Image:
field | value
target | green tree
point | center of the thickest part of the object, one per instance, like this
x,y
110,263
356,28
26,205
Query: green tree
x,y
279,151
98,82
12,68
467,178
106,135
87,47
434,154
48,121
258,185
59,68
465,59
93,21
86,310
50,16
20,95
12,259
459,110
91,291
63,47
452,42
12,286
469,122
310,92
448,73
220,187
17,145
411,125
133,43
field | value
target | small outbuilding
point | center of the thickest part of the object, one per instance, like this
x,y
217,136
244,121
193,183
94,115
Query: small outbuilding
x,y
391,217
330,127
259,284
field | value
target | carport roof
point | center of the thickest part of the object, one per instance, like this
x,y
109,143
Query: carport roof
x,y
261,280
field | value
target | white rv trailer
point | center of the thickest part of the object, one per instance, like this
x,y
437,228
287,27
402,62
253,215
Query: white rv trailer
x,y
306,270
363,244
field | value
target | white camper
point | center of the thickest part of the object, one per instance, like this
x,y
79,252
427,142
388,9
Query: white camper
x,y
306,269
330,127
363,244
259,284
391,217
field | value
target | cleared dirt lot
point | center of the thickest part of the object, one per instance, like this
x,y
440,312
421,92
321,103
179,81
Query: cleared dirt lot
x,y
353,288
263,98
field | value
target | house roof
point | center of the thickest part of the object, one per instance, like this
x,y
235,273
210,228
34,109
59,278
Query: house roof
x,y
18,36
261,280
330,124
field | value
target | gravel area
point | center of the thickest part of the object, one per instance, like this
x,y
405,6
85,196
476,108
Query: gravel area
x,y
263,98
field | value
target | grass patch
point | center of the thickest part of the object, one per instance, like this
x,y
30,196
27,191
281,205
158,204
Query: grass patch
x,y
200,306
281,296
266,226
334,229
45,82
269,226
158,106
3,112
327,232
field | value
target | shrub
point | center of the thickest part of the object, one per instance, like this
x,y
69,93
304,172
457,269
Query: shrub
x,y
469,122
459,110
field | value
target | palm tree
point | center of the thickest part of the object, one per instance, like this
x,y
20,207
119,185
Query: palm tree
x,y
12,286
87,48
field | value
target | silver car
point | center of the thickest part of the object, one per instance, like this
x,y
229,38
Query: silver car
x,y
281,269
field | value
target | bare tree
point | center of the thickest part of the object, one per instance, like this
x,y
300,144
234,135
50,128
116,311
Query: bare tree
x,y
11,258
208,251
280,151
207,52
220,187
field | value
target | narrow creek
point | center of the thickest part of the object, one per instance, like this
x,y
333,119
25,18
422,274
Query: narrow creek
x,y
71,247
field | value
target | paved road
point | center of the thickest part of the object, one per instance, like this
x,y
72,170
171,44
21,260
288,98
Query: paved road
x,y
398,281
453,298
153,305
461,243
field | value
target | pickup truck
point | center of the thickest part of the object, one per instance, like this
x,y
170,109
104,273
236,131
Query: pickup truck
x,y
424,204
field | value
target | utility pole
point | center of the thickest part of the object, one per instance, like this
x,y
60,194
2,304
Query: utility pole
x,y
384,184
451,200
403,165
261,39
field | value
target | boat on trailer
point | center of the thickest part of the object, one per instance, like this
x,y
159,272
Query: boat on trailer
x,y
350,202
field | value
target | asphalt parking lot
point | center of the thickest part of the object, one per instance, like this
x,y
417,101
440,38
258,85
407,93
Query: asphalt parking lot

•••••

## Exercise prompt
Reproduce every line above without error.

## Task result
Image:
field | value
target | green tree
point | center of the thickest part of the object, one per instance, like this
x,y
110,263
356,28
26,205
Query: green tree
x,y
279,151
98,82
12,68
467,178
106,135
87,47
434,154
48,121
258,185
59,68
465,59
93,21
86,310
50,16
20,95
12,259
459,110
91,291
63,47
452,42
12,286
469,122
310,92
448,73
220,187
17,145
411,125
133,43
field | value
target | small outbuilding
point | center of the thickest part of the object, one per instance, like this
x,y
217,136
244,121
193,183
94,115
Query: small outbuilding
x,y
391,217
330,127
259,284
field | value
target | carport roof
point | center of the thickest part of the object, one per instance, like this
x,y
109,143
Query: carport roof
x,y
261,280
field | value
target | white rv trailer
point | center of the thickest part of the object, one per instance, like this
x,y
437,228
287,27
402,62
253,215
Query: white rv trailer
x,y
306,270
363,244
field | value
target | white camper
point | center of the thickest part of the object, one per instance, like this
x,y
79,252
427,142
388,9
Query: white camper
x,y
306,269
330,127
363,244
259,284
391,217
field | value
target | cleared dirt lot
point | center of the thickest part of the object, one per instance, like this
x,y
440,312
421,92
321,103
179,81
Query: cleared dirt lot
x,y
353,288
263,98
field | value
target | house roof
point | center of the thickest part of the object, one per instance, like this
x,y
235,273
210,228
34,109
59,278
Query: house roof
x,y
18,36
261,280
330,124
field | value
target | gravel area
point | center of the thickest part of the object, one per instance, like this
x,y
405,6
85,196
476,108
Query: gravel area
x,y
263,98
field | value
target | grass patch
point | center of the thickest part of the object, one per instance, like this
x,y
30,196
27,191
281,205
158,204
Query: grass patch
x,y
200,306
281,296
266,226
334,229
45,82
269,226
158,106
3,112
327,232
field | value
target | shrub
point | center of the thickest part of the object, one per instance, like this
x,y
69,93
304,172
457,269
Query: shrub
x,y
469,122
459,110
field | value
target | palm tree
point | center of the thickest part of the object, one per instance, like this
x,y
20,207
119,185
Query: palm tree
x,y
12,286
87,48
field | value
target | silver car
point | center of the thickest part of the object, one per instance, like this
x,y
229,38
Query: silver car
x,y
281,269
field | value
target | bare tree
point | center of the thickest part of the object, one per instance, like this
x,y
300,144
234,135
50,128
116,311
Query: bare tree
x,y
11,258
208,251
280,151
207,52
220,187
field | value
target | narrow creek
point | center of the thickest part of the object, one per instance, like this
x,y
333,119
25,18
422,274
Query: narrow creek
x,y
71,247
field | value
target | paved road
point | center of the thickest part of the object, one per instance, like this
x,y
72,170
171,44
21,260
288,98
Query: paved road
x,y
398,281
453,298
153,305
461,243
field | value
target | pickup truck
point | center of the thickest part of the object, one per instance, like this
x,y
170,109
104,273
236,131
Query: pickup truck
x,y
424,204
field | value
target | utility pole
point | center of the thickest part of the object, one per instance, like this
x,y
60,194
2,304
Query: utility pole
x,y
384,184
451,200
403,165
261,39
field | value
target | boat on trailer
point | center of the thickest part of the object, one per instance, like this
x,y
159,272
Query: boat on trailer
x,y
350,202
field | value
target | asphalt parking lot
point | center of the thickest part of the object, one per instance, like this
x,y
417,101
440,38
258,85
407,93
Query: asphalt parking lot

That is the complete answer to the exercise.